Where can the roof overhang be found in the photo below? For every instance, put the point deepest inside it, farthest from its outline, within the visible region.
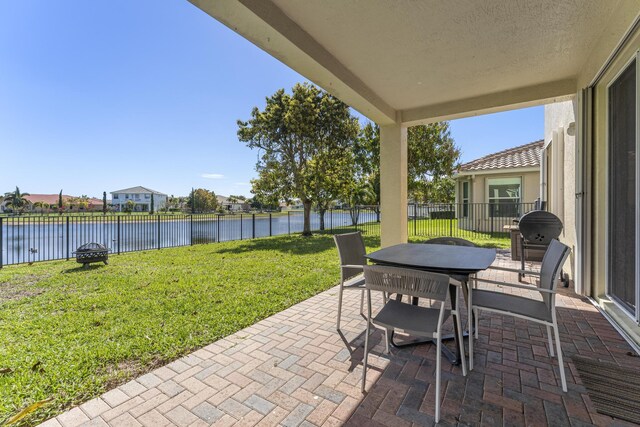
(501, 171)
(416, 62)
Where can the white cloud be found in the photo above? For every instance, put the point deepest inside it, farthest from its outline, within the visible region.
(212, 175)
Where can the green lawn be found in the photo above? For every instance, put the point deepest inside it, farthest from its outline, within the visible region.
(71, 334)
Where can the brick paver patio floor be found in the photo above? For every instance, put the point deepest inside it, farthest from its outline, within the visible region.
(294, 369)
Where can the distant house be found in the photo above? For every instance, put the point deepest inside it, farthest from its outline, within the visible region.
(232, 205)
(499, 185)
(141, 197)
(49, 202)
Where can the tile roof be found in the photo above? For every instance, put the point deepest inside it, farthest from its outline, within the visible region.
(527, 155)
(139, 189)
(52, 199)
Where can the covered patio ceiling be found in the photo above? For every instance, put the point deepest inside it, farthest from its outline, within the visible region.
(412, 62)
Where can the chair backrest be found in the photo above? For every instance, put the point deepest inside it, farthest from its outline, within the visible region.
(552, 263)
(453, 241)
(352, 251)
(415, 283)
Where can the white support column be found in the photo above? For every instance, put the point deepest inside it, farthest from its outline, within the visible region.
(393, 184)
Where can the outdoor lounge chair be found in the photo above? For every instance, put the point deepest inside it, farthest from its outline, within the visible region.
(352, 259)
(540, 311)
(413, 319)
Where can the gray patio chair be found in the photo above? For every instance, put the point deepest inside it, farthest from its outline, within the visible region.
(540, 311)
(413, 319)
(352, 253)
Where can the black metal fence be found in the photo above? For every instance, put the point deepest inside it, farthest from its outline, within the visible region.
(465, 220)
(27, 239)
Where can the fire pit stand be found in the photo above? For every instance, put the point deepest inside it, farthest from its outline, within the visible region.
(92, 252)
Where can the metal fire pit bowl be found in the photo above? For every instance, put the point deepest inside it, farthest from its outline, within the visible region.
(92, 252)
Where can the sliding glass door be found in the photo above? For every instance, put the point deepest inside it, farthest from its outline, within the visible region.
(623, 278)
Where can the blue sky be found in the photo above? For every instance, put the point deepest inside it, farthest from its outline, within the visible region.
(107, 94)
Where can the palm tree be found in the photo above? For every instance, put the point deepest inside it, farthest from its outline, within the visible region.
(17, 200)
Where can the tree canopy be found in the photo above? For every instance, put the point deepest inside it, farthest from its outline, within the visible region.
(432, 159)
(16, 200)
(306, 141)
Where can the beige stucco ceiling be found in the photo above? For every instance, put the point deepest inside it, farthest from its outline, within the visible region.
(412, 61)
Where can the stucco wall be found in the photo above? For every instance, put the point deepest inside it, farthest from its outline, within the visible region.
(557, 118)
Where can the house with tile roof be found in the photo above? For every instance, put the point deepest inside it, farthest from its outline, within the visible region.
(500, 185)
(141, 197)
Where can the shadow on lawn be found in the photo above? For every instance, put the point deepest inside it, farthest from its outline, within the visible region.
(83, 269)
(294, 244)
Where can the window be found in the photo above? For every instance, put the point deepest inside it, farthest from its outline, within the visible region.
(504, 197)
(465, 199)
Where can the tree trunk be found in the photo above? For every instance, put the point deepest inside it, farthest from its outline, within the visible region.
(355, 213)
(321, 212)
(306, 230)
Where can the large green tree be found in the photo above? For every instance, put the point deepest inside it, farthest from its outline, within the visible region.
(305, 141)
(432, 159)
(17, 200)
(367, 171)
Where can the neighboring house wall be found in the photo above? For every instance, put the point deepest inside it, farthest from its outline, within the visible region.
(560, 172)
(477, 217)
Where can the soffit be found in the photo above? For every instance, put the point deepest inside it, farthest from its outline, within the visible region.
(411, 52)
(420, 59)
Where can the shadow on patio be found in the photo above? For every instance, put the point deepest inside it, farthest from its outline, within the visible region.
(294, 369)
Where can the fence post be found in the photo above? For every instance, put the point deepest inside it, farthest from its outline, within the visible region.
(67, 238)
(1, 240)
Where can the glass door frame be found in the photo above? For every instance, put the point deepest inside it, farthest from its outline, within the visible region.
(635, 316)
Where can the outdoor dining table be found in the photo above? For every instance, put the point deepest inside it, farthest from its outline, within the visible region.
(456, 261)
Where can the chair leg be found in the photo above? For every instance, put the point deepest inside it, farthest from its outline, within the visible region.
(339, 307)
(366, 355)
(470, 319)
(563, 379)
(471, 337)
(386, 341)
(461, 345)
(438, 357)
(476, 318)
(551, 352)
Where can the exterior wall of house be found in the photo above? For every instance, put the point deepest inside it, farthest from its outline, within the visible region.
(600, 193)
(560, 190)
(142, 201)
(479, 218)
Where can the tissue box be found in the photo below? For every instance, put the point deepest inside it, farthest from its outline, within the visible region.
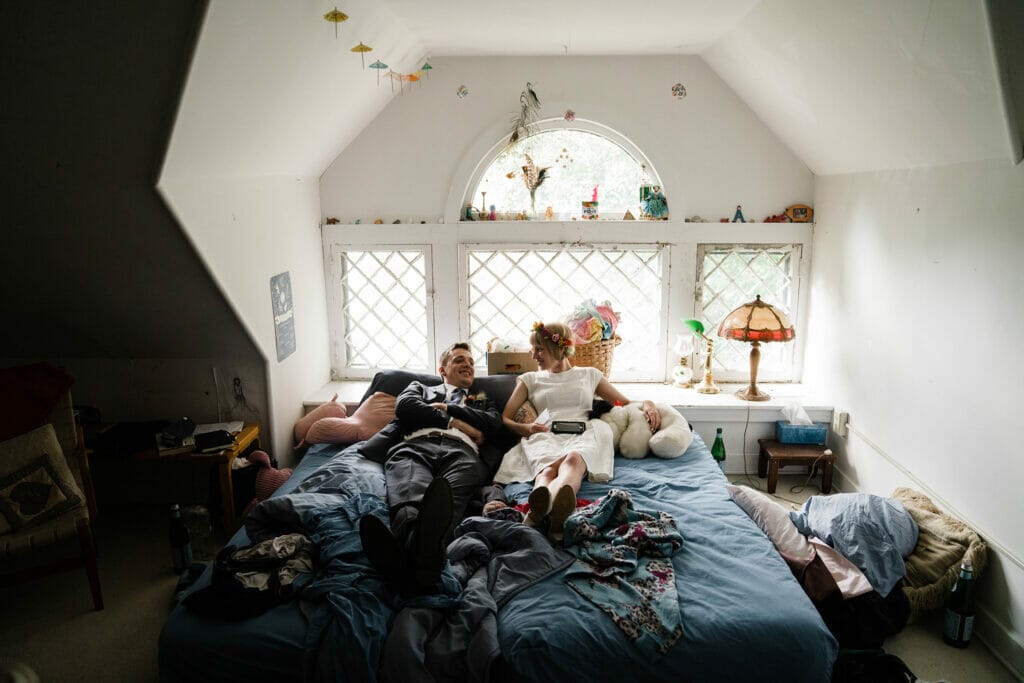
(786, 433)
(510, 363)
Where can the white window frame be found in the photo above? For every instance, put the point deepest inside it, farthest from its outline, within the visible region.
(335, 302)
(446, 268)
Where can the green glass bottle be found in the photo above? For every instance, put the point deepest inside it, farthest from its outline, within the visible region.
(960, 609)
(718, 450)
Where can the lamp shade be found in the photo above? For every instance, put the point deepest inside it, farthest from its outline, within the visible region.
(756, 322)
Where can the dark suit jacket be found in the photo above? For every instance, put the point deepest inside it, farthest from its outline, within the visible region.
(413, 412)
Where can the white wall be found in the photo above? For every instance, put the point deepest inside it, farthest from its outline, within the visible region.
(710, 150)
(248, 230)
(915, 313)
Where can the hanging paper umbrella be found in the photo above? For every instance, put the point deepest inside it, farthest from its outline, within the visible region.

(TASK INSTRUCTIONS):
Please repeat every record above exactly, but leave out the pictures.

(SOLUTION):
Where can the roof overhang be found in the photo below? For every instance, put the point deepest inside it, farthest from its outline, within the visible region.
(501, 171)
(416, 62)
Where can the white cloud be found in the photo above? For every instance, put the point deepest inside it, farthest from its outline, within the visible region.
(212, 175)
Where can the green lawn be found in the photo above? For every instance, put the point deepest inside it, farthest from its outline, within the visible region.
(71, 334)
Where can the brick paver patio floor be found in the photo above? For every instance, put the point deepest inside it, farthest from its outline, within the visible region.
(294, 369)
Where can the distant house be found in the photo above? For every instance, put the point deepest inside it, farthest from its outline, within the visible region.
(232, 205)
(499, 185)
(141, 197)
(49, 202)
Where can the tile roof be found in the photo above? For every instance, put the point deepest inside it, farthest from its outline, within the visible region.
(527, 155)
(139, 189)
(52, 199)
Where can the covered patio ceiling be found in the photo above? For every instance, put the point deepest inside it, farthest from its outline, within the visible region.
(412, 62)
Where can the chair backrest be found in the photo above? For every instance, put the point deepest inside it, farthest from its outline, within the visible region.
(552, 263)
(453, 241)
(352, 251)
(415, 283)
Where can the white support column be found in the photo above? For every instance, put the point deepest inside it, farthest from its outline, within the visible region.
(393, 184)
Where can the outdoor lounge chair be found in the photo above? For every instance, put the point deepest inside it, farthest from its outline, within the visible region.
(352, 259)
(540, 311)
(413, 319)
Where can the gray patio chair be found in the photo above? For every instance, put the point deepest inside it, farthest from its outline, within the visible region.
(540, 311)
(413, 319)
(352, 253)
Where can the black metal fence be found in the photo above? For every instance, put the point deepest inside it, farthest from its outline, within the visible region.
(465, 220)
(27, 239)
Where can the fire pit stand be found in the photo above? For every instance, put the point deepest inside it, farthest from its outline, within the visible region.
(92, 252)
Where can the metal fire pit bowl be found in the photo above? For every instance, put the point deepest inside it, farthest from its outline, within the visible region.
(92, 252)
Where can the sliding glass door be found in the photo above? For every instance, put the point deepest inside it, farthest from its outline, within the visible region.
(623, 278)
Where can the blue sky be found in the photo above? For every instance, put the point deepest inside it, farthest from its outline, within the visible region.
(107, 94)
Where can the palm tree be found in the photo above? For every instance, put the point deepest inside it, farthest from its outline, within the visible region.
(17, 200)
Where can the tree canopy be found in the photo above? For every instance, put the point deepest inside it, farthest from its outline, within the visible region.
(432, 159)
(16, 200)
(306, 141)
Where can the beige stucco ceiling be found in the photo above? For every instance, put the point deepest inside it, farthest from its outline, within the visible region.
(412, 61)
Where can the stucco wall be found in the photo above? For every instance, put the point deepest inside it, farthest from its outline, within the visible region.
(557, 118)
Where can the house with tile roof be found in the photo above? For every instance, put the point deepest inside it, farthest from its outline, within the visible region.
(500, 185)
(141, 197)
Where can the shadow on lawn be found in the photo above? For every instance, put the point deepest inside it, farthest from its outline, within the visible region.
(83, 269)
(294, 244)
Where can the window be found in the photo above? For every instance, put the point deepest inside it, farthest from its outline, within the visible region.
(504, 197)
(465, 199)
Where can the tree trunk be found in the photo above? For every instance, put the point deepest inside it, farthest from its outline, within the visible region.
(355, 213)
(321, 212)
(306, 230)
Where can the large green tree be found in the photo above? For every instance, put the point deepest inside it, farthest from its outline, within the visible region.
(305, 141)
(432, 159)
(17, 200)
(367, 171)
Where can the neighboring house wall be found in the photo above? For every instance, put the point deepest inside it, farthest from its outline, within the visible region.
(560, 172)
(477, 217)
Where can the soffit be found in the photo above? For every instance, put the point deepest inside it, farthest from its outline, within the visible region.
(411, 52)
(420, 59)
Where can the shadow on patio be found in the photo above? For every instance, put the point deepest inside it, farthest from its outline, within the visible region.
(294, 369)
Where can the fence post be found in the photo above? For every instance, put the point deepest inside it, farthest from its outline, within the visible region.
(67, 238)
(1, 240)
Where can the glass door frame be found in the photo above? For every instance, put the point deepest inside it, farthest from its outline, within the visible region.
(635, 316)
Where can the outdoor dining table be found in the photo above? For every instance, put the point deepest inside it, farthest from its outline, within the visible region.
(456, 261)
Where can the chair leg be found in the photo above? For every instance, put the point deepest inside it, farthest from its outline, within the visible region.
(339, 307)
(366, 355)
(470, 319)
(563, 379)
(471, 337)
(386, 341)
(461, 345)
(438, 357)
(476, 318)
(551, 352)
Where can the exterior wall of house be found in the photo above? For every instance, put the point deepest inside it, farthest from its outline, within the visible region.
(600, 193)
(560, 190)
(142, 201)
(479, 218)
Where can the tissue box be found in the photo below? For every instance, put the point deepest inside it, farthest from its outline, within the visible region.
(786, 433)
(510, 363)
Where can the white window frame be found in the photo above? For every instance, put the point deepest inside it, farthest from its outline, within the visible region.
(335, 302)
(446, 268)
Where can the green glass bottle be found in the photo above? For every instance, put the point deepest inside it, farthest from its outline, within the visible region.
(960, 609)
(718, 450)
Where can the lamp shade be found in the photo above? For every instance, put the point deepest inside it, farthest from its outline, within the visible region.
(756, 322)
Where can the dark suit jacket be found in the photo above? For every instance, put the point deepest inside it, farthest from its outline, within the visible region.
(413, 412)
Where can the white wall be found in the photo above? For every instance, put the point deepest inside it, farthest from its outline, within the visible region.
(710, 150)
(248, 230)
(915, 313)
Where can the hanging paper umbrella be found in the photo above? For every instance, put the point deepest inside it, farthest from its outline, within the visible region.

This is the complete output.